Your objective =>
In the material below, can you lay out as a numbered list every line starting at the one containing "Annotation guideline — the target class is woman's arm." and ending at the one containing "32;52;100;209", leaving out blank lines?

Data supplied =>

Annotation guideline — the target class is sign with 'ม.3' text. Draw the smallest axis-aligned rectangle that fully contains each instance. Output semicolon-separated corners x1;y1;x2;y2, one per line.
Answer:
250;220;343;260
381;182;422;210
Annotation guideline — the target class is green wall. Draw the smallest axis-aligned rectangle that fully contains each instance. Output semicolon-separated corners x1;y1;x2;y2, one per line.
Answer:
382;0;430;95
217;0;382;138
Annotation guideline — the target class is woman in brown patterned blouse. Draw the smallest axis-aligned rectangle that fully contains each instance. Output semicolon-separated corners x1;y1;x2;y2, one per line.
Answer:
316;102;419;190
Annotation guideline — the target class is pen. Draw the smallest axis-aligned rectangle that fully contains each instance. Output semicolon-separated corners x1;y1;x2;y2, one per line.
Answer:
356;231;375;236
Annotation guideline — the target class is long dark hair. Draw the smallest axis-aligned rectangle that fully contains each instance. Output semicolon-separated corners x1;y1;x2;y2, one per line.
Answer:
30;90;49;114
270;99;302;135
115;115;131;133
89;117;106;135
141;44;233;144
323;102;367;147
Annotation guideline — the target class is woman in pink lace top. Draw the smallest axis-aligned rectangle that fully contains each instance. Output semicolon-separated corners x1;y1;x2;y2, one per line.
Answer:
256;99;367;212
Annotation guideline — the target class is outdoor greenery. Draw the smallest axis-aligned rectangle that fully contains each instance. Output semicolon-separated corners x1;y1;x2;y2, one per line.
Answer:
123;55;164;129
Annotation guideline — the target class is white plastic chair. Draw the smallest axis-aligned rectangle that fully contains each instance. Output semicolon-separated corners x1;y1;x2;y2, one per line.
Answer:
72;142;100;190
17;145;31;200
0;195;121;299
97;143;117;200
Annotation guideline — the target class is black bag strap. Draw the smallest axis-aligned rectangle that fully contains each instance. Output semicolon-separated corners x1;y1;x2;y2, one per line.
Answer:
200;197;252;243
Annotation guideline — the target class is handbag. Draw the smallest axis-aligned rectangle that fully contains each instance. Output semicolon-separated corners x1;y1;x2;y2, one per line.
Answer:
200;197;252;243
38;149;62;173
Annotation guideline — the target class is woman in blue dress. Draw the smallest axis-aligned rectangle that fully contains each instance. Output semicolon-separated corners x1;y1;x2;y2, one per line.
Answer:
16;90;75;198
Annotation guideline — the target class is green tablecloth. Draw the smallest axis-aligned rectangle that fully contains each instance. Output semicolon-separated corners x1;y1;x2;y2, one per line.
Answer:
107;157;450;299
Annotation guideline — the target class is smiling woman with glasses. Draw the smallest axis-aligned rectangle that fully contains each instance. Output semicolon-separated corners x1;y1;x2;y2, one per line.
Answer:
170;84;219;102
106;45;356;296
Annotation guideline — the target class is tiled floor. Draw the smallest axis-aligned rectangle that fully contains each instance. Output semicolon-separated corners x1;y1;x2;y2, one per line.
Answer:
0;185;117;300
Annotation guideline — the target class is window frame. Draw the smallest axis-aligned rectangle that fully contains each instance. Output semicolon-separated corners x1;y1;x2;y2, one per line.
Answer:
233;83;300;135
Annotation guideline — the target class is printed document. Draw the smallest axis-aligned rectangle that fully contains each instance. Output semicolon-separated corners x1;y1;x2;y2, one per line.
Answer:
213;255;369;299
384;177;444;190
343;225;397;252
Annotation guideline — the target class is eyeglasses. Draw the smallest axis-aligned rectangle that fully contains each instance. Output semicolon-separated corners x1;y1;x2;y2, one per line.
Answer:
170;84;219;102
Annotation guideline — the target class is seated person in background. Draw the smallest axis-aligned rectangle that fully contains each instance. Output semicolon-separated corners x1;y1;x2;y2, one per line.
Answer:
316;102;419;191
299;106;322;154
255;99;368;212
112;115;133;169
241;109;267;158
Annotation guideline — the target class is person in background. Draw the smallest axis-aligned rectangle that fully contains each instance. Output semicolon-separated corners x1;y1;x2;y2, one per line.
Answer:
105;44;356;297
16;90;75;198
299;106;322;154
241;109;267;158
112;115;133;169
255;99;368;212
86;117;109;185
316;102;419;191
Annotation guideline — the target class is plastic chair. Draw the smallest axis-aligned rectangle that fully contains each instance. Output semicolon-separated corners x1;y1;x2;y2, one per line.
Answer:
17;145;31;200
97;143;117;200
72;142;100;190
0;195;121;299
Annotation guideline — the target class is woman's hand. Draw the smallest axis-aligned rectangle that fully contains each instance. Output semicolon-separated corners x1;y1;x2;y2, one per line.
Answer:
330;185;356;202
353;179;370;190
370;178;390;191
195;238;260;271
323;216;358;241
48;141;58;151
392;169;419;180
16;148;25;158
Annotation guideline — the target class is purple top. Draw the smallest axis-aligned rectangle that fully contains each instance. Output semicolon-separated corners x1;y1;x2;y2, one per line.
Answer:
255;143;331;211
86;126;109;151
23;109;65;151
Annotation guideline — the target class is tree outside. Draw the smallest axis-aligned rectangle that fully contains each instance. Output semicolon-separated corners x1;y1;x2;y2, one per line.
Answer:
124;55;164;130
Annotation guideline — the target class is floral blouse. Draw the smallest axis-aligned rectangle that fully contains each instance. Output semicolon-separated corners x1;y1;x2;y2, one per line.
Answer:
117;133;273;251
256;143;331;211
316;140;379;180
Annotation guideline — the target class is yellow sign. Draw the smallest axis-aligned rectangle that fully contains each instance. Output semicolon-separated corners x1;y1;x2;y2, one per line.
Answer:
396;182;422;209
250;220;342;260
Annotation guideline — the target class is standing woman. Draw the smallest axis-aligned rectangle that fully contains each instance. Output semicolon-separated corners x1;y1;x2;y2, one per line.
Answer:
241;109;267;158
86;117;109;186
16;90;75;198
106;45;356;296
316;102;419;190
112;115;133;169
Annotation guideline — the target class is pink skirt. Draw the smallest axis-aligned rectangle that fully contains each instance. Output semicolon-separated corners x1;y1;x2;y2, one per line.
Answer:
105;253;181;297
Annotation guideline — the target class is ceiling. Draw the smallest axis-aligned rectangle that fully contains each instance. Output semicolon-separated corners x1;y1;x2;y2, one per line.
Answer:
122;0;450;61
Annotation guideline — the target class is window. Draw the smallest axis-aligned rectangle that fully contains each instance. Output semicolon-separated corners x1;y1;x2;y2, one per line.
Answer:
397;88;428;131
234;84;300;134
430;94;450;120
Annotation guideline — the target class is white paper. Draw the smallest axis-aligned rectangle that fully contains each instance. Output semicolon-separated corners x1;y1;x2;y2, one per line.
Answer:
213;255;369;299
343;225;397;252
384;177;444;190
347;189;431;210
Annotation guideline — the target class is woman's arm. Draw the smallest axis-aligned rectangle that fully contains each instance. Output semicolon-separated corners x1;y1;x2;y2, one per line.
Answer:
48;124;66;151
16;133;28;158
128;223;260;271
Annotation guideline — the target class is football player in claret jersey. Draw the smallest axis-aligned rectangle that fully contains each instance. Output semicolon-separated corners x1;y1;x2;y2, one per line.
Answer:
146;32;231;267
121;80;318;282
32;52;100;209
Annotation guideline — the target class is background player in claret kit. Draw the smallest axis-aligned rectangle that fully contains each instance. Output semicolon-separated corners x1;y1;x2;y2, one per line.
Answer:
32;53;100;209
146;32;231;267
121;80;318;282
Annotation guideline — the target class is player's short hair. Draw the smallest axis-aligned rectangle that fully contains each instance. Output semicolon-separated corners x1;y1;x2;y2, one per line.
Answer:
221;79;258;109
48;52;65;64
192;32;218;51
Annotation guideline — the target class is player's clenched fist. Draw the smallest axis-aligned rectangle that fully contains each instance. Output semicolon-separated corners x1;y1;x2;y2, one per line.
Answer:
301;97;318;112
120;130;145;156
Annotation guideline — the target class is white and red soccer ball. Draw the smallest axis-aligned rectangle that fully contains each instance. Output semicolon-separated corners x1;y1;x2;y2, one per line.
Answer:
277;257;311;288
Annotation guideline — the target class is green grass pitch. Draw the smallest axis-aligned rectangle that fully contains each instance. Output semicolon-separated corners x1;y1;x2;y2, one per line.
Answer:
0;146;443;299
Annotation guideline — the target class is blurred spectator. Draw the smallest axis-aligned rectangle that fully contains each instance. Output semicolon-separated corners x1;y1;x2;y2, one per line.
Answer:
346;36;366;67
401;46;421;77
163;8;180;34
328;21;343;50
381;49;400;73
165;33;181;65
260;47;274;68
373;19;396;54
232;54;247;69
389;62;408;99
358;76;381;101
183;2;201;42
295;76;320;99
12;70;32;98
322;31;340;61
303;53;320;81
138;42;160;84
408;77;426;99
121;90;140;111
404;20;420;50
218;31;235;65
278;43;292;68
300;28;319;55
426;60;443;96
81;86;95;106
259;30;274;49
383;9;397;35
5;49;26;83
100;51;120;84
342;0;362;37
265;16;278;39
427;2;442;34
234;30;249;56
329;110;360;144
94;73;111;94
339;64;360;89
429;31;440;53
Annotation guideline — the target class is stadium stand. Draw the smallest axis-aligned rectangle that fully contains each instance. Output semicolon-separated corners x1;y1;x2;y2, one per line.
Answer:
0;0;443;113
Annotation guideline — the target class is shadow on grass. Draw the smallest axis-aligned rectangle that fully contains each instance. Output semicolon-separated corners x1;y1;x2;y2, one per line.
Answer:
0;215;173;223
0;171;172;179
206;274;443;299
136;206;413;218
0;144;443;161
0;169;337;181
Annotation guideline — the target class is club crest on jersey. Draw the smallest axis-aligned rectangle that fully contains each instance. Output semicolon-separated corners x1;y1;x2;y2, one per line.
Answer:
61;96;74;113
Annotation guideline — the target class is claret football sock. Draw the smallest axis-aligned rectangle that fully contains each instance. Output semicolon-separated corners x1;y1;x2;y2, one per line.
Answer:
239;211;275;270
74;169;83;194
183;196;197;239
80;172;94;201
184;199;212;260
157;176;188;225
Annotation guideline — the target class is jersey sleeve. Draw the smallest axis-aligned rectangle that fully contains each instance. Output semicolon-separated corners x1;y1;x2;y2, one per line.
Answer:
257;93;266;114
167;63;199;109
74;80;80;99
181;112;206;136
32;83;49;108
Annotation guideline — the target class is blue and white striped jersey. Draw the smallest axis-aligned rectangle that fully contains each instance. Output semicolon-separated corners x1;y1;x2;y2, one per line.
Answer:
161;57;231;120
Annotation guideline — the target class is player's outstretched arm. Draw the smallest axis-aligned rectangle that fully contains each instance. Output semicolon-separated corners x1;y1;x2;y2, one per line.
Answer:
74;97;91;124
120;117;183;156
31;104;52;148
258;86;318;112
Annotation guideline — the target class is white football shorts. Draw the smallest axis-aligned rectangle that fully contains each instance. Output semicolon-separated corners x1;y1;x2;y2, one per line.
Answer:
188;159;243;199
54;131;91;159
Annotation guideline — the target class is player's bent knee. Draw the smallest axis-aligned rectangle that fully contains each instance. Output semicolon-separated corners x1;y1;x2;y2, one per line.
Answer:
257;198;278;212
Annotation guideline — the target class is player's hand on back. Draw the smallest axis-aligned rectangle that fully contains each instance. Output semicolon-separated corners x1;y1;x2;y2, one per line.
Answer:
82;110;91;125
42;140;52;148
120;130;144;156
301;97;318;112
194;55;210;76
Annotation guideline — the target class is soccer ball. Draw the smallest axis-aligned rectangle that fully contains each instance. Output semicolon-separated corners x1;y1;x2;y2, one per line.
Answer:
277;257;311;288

Response =>
1. Annotation guideline — the target class is woman's arm. Draw the smallest axis-aligned rectangle that fully contains each instance. Output semicolon-separated corners x1;y1;x2;y2, one per line.
2. Answer:
3. 48;124;66;151
4. 16;133;28;158
5. 128;223;260;271
6. Annotation guideline — the target class is football player in claret jersey. Draw the smallest axis-aligned rectangle that fully contains each instance. Output semicolon-separated corners x1;y1;x2;y2, one per line.
7. Answer:
8. 146;32;231;267
9. 121;80;318;282
10. 32;52;100;209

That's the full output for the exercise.